[Photo-based referring expression data]
□ □ □ □

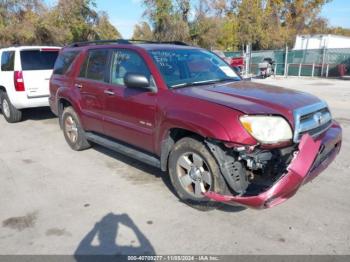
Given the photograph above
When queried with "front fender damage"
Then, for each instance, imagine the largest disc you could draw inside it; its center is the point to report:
(301, 170)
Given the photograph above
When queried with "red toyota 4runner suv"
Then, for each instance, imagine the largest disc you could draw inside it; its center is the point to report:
(184, 110)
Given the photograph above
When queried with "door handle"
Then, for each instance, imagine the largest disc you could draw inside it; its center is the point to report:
(109, 92)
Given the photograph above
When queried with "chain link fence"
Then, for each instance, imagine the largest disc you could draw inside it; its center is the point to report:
(314, 63)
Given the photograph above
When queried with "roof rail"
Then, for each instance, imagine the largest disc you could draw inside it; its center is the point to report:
(99, 42)
(123, 41)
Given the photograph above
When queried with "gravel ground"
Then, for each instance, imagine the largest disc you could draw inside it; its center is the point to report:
(57, 201)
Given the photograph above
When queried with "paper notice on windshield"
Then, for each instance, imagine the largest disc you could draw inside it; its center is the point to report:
(228, 71)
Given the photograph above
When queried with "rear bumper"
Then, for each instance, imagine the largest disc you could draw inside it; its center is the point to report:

□ □ □ □

* **Your objective**: Where the string "When" occurs in the data, return the whole line.

* **Task answer**:
When queried with "front fender damage"
When queried with "red toyota 4runner suv"
When queried with "door handle"
When queried with "chain link fence"
When queried with "roof rail"
When queried with "gravel ground"
When queried with "paper notice on windshield"
When queried with "rear bumper"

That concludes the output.